Interestingly, our territorial bent spilled into staff lunchbreak arrangements. Registered nurses ate at one table, nurses' aides ate at another table, janitors at another, doctors had their own room, and I can't remember where maintenance ate.
Indisputably, our lives are anchored by our territorial bent, sometimes for good reasons. It helps us to know where and how we fit in. It fulfills our legitimate need for belonging and affirmation.
However, this territorial bent can restrict our human potential. We are less inclined to solve problems outside of our own territory. We resist others from doing what's our job. We may alienate the undeserving or overlook the outsider, and within our likeminded group, it feels right. Thus, unbeknownst to us, our capacity to love becomes rigid and deficient, violating God's supreme law: "Love your neighbor as yourself." (Luke 10:27b NIV)
One day, Jesus noticed this deficiency among His listeners. To help them discover this blind spot in themselves, He told a little story, the parable of the Good Samaritan in Luke 10:25-37. It tells how a priest and a Levite each intentionally walk past an assaulted victim lying in the ditch. A Samaritan traveller comes along and accomplishes what they both fail to do, even though they have the capacity. He assesses the situation, plans a strategy, and provides first aid. His donkey becomes ambulance service. He arranges care at a nearby lodging, covers the cost, and promises to follow up. That's astonishing!

§ **RAW RECORDS**
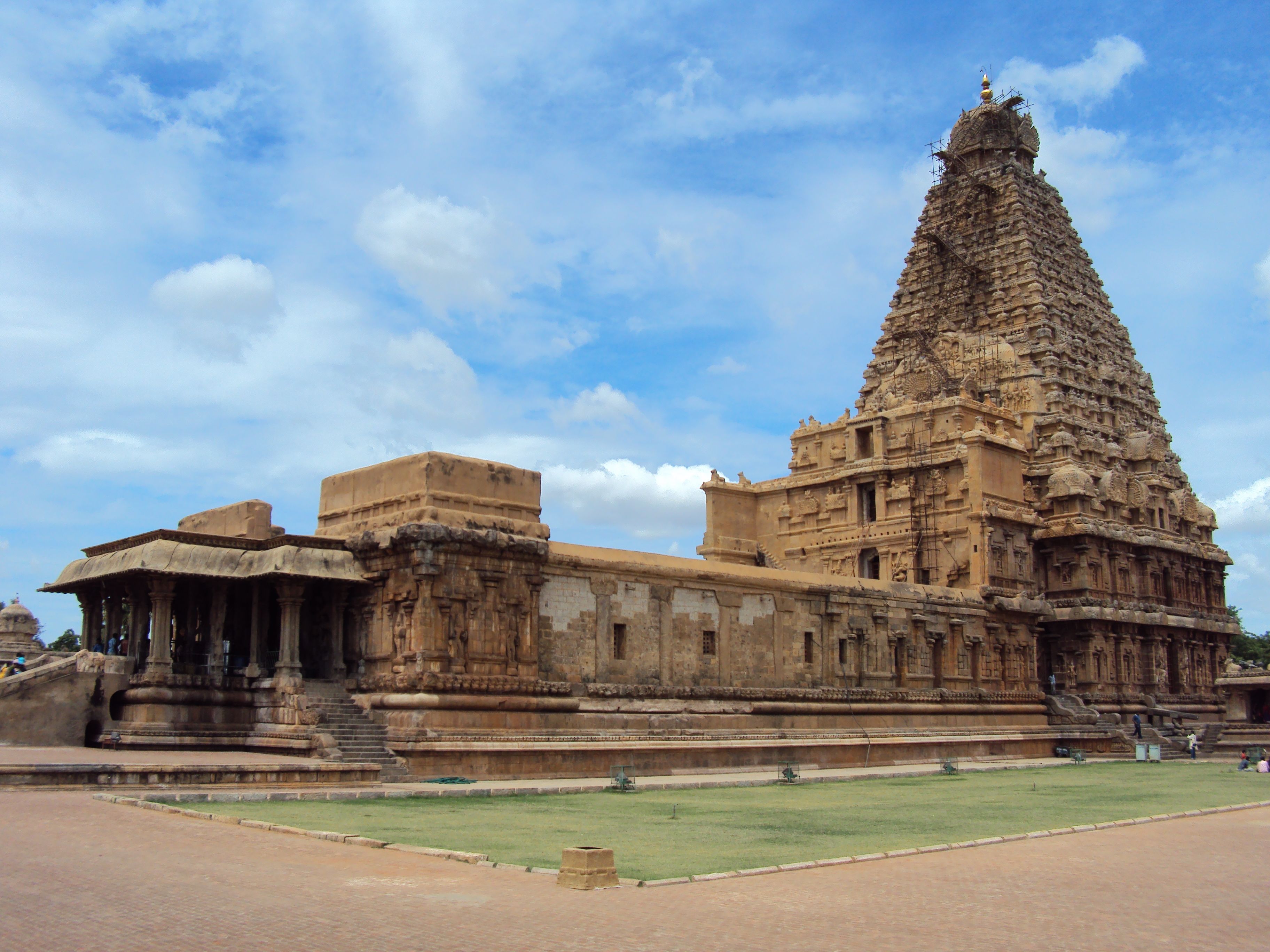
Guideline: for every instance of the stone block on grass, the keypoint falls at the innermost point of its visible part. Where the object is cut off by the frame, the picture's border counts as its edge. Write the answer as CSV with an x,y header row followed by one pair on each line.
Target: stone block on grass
x,y
587,869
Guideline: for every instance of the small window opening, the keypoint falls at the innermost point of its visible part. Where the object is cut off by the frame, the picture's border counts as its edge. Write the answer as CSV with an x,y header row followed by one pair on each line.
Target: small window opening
x,y
868,499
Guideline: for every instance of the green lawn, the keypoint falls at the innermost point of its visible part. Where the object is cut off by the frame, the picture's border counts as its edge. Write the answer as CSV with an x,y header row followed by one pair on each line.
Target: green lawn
x,y
748,827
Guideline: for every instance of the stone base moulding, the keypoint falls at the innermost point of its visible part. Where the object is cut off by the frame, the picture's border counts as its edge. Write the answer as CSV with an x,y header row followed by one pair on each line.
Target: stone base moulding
x,y
483,860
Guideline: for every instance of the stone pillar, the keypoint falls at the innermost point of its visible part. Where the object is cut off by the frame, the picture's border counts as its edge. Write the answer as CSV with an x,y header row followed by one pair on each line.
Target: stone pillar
x,y
729,607
900,653
445,609
604,591
291,596
216,630
830,633
938,644
260,631
91,629
338,603
113,617
662,609
163,591
530,646
139,620
862,656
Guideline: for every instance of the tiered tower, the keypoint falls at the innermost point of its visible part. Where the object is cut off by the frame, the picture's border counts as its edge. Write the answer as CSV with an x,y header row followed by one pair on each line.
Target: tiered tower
x,y
1006,440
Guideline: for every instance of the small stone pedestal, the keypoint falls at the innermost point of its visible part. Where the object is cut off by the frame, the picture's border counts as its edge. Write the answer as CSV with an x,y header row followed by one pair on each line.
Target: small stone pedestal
x,y
587,869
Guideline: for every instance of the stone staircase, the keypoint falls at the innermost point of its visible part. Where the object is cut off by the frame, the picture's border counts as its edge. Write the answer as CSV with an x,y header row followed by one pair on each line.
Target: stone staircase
x,y
360,739
1173,747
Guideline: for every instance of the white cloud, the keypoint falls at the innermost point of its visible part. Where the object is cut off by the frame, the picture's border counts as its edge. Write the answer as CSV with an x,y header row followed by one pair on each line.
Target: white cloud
x,y
453,257
625,495
219,304
1090,80
229,287
727,365
1246,509
96,454
1263,276
602,405
694,111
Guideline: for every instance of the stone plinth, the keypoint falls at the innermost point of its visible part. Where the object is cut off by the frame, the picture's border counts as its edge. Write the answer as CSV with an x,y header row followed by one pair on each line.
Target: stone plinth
x,y
587,869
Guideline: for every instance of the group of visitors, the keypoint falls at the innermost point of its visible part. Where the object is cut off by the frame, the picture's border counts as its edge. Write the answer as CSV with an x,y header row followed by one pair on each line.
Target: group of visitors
x,y
16,667
1262,766
1192,739
115,645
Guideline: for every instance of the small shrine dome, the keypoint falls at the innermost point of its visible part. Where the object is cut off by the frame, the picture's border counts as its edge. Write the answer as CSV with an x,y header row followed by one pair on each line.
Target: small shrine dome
x,y
1070,480
994,131
16,619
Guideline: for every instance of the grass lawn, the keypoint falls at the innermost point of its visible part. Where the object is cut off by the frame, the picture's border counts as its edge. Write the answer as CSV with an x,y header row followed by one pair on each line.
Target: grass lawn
x,y
747,827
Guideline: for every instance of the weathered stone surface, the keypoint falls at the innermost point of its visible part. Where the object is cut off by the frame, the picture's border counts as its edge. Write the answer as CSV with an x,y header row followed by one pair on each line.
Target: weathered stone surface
x,y
587,869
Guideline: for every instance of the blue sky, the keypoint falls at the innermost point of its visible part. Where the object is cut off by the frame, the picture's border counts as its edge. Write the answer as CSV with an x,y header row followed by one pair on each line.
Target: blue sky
x,y
248,245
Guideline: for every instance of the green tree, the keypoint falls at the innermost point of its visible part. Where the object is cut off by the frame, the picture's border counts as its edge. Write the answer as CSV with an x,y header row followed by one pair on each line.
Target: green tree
x,y
1248,646
66,642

§ **COMPLETE THE FOLLOWING**
1. Rewrite the essay on territorial bent from "Indisputably, our lives" up to and including "(Luke 10:27b NIV)", putting "tribal instinct" in place of "territorial bent".
2. In the essay on territorial bent, who intentionally walks past the assaulted victim lying in the ditch?

§ **EXERCISE SOLUTIONS**
1.
Indisputably, our lives are anchored by our tribal instinct, sometimes for good reasons. It helps us to know where and how we fit in. It fulfills our legitimate need for belonging and affirmation.
However, this tribal instinct can restrict our human potential. We are less inclined to solve problems outside of our own territory. We resist others from doing what's our job. We may alienate the undeserving or overlook the outsider, and within our likeminded group, it feels right. Thus, unbeknownst to us, our capacity to love becomes rigid and deficient, violating God's supreme law: "Love your neighbor as yourself." (Luke 10:27b NIV)

2. A priest and a Levite.